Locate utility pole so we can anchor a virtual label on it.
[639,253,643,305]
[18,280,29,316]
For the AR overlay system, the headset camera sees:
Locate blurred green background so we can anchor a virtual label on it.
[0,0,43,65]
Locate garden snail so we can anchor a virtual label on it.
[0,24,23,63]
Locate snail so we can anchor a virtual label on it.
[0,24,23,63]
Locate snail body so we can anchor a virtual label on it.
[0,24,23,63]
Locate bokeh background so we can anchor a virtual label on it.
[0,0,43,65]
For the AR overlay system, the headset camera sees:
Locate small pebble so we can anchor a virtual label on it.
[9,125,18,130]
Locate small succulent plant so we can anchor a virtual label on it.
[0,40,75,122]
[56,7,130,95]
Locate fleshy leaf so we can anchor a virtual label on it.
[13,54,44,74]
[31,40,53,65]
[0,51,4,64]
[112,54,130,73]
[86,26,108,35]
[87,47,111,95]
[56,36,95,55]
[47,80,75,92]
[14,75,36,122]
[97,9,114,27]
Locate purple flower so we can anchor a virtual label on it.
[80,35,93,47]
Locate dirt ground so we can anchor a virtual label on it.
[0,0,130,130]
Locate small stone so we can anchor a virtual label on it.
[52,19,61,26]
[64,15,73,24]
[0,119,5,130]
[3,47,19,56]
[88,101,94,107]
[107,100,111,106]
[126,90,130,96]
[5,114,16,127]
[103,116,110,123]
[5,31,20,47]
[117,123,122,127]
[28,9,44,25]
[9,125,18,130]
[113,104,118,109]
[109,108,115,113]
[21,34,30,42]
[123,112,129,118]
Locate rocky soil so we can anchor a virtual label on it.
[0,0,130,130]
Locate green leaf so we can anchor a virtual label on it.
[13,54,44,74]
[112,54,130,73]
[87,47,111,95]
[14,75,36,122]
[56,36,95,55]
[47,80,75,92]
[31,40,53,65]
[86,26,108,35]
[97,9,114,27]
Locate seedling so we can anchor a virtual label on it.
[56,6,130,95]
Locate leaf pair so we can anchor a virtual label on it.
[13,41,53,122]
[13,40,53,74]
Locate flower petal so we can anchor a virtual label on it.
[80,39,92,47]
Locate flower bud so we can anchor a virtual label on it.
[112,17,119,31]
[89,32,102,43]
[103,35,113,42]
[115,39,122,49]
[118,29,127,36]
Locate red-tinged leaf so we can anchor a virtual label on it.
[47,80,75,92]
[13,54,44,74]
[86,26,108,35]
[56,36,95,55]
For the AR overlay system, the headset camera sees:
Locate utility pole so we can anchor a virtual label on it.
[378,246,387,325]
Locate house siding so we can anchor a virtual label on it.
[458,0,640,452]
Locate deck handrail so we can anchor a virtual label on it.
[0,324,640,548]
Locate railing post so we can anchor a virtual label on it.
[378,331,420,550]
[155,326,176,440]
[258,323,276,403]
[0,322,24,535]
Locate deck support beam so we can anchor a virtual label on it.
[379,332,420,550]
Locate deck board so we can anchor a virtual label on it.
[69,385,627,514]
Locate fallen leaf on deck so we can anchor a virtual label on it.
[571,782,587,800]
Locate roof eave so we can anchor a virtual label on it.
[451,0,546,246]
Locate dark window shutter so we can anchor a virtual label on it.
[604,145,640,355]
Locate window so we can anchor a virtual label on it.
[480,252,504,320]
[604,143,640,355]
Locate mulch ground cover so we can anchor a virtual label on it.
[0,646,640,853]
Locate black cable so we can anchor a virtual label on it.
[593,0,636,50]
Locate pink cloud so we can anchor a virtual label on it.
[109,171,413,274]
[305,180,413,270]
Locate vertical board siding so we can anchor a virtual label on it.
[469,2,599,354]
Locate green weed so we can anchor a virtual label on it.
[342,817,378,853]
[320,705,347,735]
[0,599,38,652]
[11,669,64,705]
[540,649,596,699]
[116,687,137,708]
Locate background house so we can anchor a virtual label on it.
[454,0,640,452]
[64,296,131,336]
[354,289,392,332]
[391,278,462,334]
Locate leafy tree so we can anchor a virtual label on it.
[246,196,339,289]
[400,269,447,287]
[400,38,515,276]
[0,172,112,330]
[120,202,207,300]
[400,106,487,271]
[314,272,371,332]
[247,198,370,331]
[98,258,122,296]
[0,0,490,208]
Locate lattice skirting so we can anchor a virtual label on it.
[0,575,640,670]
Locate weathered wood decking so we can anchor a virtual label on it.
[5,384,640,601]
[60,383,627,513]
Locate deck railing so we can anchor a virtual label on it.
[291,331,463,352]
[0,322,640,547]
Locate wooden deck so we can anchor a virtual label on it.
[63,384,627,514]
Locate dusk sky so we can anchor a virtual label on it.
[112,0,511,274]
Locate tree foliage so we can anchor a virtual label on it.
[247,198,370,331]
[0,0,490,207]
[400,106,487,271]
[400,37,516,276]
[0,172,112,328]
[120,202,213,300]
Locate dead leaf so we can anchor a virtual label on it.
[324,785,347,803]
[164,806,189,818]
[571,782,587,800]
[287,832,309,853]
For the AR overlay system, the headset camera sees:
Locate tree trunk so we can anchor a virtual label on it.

◇ ◇ ◇ ◇ ◇ ◇ ◇

:: Exercise objective ::
Arrange every line of the records above as a Markdown table with the columns Row and Line, numbering each line and skipping any blank ones.

:: Solution to this task ::
| Row | Line |
|---|---|
| 1 | Locate utility pole so we can anchor a virtual label on it. |
| 2 | [639,253,643,305] |
| 3 | [18,280,29,316] |
| 4 | For the AR overlay system, the headset camera sees: |
| 5 | Locate blurred green background so we can anchor a virtual label on it. |
| 6 | [0,0,43,65] |
| 7 | Locate garden snail so we can anchor a virtual label on it. |
| 8 | [0,24,23,63] |
| 9 | Locate snail so we can anchor a virtual label on it. |
| 10 | [0,24,23,63] |
| 11 | Locate snail body so we can anchor a virtual label on it. |
| 12 | [0,24,23,63] |
| 13 | Locate bokeh background so we can anchor a virtual label on it. |
| 14 | [0,0,43,65] |
| 15 | For the AR overlay system, the headset camera sees: |
| 16 | Locate small pebble so we can anchor a virtual label on it. |
| 17 | [9,125,18,130] |
| 18 | Locate small succulent plant so we can anchor a virtual label on it. |
| 19 | [0,40,75,122] |
| 20 | [56,7,130,95] |
| 21 | Locate fleshy leaf so we can anchor a virtual label on it. |
| 22 | [13,54,44,74] |
| 23 | [31,40,53,65] |
| 24 | [0,51,4,64] |
| 25 | [112,54,130,73] |
| 26 | [86,26,108,35] |
| 27 | [87,47,111,95] |
| 28 | [56,36,95,55] |
| 29 | [47,80,75,92] |
| 30 | [14,75,36,122] |
| 31 | [97,9,114,27] |
| 32 | Locate purple flower so we can anchor a virtual label on it. |
| 33 | [80,35,93,47] |
| 34 | Locate dirt ground so we can anchor a virtual label on it. |
| 35 | [0,0,130,130] |
| 36 | Locate small stone so we can anchor a virtual label on it. |
| 37 | [52,19,61,26] |
| 38 | [64,15,73,24] |
| 39 | [0,119,5,130] |
| 40 | [3,47,19,56] |
| 41 | [88,101,94,107] |
| 42 | [107,100,111,106] |
| 43 | [126,90,130,96] |
| 44 | [5,114,16,127] |
| 45 | [103,116,110,123] |
| 46 | [5,31,20,47] |
| 47 | [117,123,122,127] |
| 48 | [28,9,44,25] |
| 49 | [9,125,18,130] |
| 50 | [113,104,118,109] |
| 51 | [109,108,115,113] |
| 52 | [21,34,30,42] |
| 53 | [123,112,129,118] |
| 54 | Locate rocky soil so we can anchor a virtual label on it. |
| 55 | [0,0,130,130] |
| 56 | Locate green leaf so we can anchor a virtual label on it. |
| 57 | [13,54,44,74] |
| 58 | [112,54,130,73] |
| 59 | [87,47,111,95] |
| 60 | [14,75,36,122] |
| 61 | [56,36,95,55] |
| 62 | [47,80,75,92] |
| 63 | [31,40,53,65] |
| 64 | [86,26,108,35] |
| 65 | [97,9,114,27] |
| 66 | Locate seedling so we can anchor a virtual label on it. |
| 67 | [56,6,130,95] |
| 68 | Locate leaf pair so we can anchor a virtual label on it. |
| 69 | [13,41,53,122] |
| 70 | [13,40,53,74] |
| 71 | Locate flower petal so we can anchor a virtual label on it. |
| 72 | [80,39,92,47] |
| 73 | Locate flower bud so we can anchor a virtual label on it. |
| 74 | [112,17,119,31] |
| 75 | [89,32,102,43] |
| 76 | [103,35,113,42] |
| 77 | [115,39,122,49] |
| 78 | [118,29,127,36] |
| 79 | Locate red-tinged leaf so we can anchor a virtual label on it. |
| 80 | [47,80,75,92] |
| 81 | [13,54,44,74] |
| 82 | [86,26,108,35] |
| 83 | [56,36,95,55] |
| 84 | For the AR overlay system, the headset camera sees: |
| 85 | Locate utility pole so we can anchor a virtual label on it. |
| 86 | [378,246,387,325] |
| 87 | Locate house siding so we can anchor a virtual label on it. |
| 88 | [458,0,640,452] |
| 89 | Locate deck handrail so we can anchor a virtual label on it. |
| 90 | [0,324,640,548] |
| 91 | Locate railing post so we can anchor a virtual label on it. |
| 92 | [378,331,420,550] |
| 93 | [155,326,176,440] |
| 94 | [258,323,276,403] |
| 95 | [0,322,24,535] |
| 96 | Locate deck support beam so we can anchor a virtual label on it. |
| 97 | [379,332,420,550] |
| 98 | Locate deck board so we can anchor a virtual label on it. |
| 99 | [69,385,627,514] |
| 100 | Locate fallen leaf on deck so we can anchor a virtual label on it. |
| 101 | [571,782,587,800] |
| 102 | Locate roof eave so we can anchor a virtual label on it. |
| 103 | [451,0,546,246] |
| 104 | Locate dark window shutter so we can anchor a virtual label on it. |
| 105 | [604,145,640,355] |
| 106 | Locate window so we can anchor a virtual label on it. |
| 107 | [480,252,504,320] |
| 108 | [604,143,640,355] |
| 109 | Locate mulch ground cover so we can anchor a virtual label on it. |
| 110 | [0,646,640,853] |
| 111 | Locate black cable so we can anchor a virtual label on it. |
| 112 | [593,0,636,50] |
| 113 | Locate pink cloud so we can anchor a virtual label on it. |
| 114 | [109,171,413,274] |
| 115 | [305,180,413,270] |
| 116 | Locate vertical board siding so we can anchor a virtual label on it. |
| 117 | [469,2,599,354] |
| 118 | Locate green weed so we can anchor a virtual label on it. |
| 119 | [342,817,378,853] |
| 120 | [320,705,347,735] |
| 121 | [0,599,38,652] |
| 122 | [11,669,64,705] |
| 123 | [540,649,596,699] |
| 124 | [116,687,137,708] |
| 125 | Locate background house so we can anchor a virtual label on it. |
| 126 | [454,0,640,452] |
| 127 | [64,296,131,336] |
| 128 | [354,289,392,332] |
| 129 | [391,278,462,334] |
| 130 | Locate leafy tree so we can anchor a virtual label on it. |
| 131 | [246,196,339,289] |
| 132 | [400,269,447,287] |
| 133 | [400,38,515,276] |
| 134 | [0,172,112,330] |
| 135 | [120,202,207,300] |
| 136 | [400,106,487,271] |
| 137 | [314,272,371,332] |
| 138 | [247,198,370,331] |
| 139 | [98,258,122,296] |
| 140 | [0,0,490,208] |
| 141 | Locate lattice skirting so we can anchor a virtual label on it. |
| 142 | [0,575,640,670] |
| 143 | Locate weathered wood decking so we can anchor a virtual label on it. |
| 144 | [5,384,640,601] |
| 145 | [60,383,627,513] |
| 146 | Locate deck railing so we can anchor a virtual label on it. |
| 147 | [291,331,463,352] |
| 148 | [0,322,640,547] |
| 149 | Locate wooden deck so we can anchor a virtual label on it. |
| 150 | [63,384,627,514] |
| 151 | Locate dusk sky so we can anchor a virtual label on it. |
| 152 | [112,0,511,274] |
| 153 | Locate tree foliage so we can anchor a virtual label on it. |
| 154 | [247,198,370,331] |
| 155 | [0,0,490,207] |
| 156 | [400,106,487,271] |
| 157 | [400,37,516,276] |
| 158 | [0,172,112,328] |
| 159 | [120,202,213,300] |
| 160 | Locate dead leaf so we can anchor a virtual label on it. |
| 161 | [324,785,347,803] |
| 162 | [164,806,189,818] |
| 163 | [571,782,587,800] |
| 164 | [287,832,309,853] |
| 165 | For the AR overlay system, the headset camera sees: |
| 166 | Locate tree trunk so we can anchor a virtual label on it. |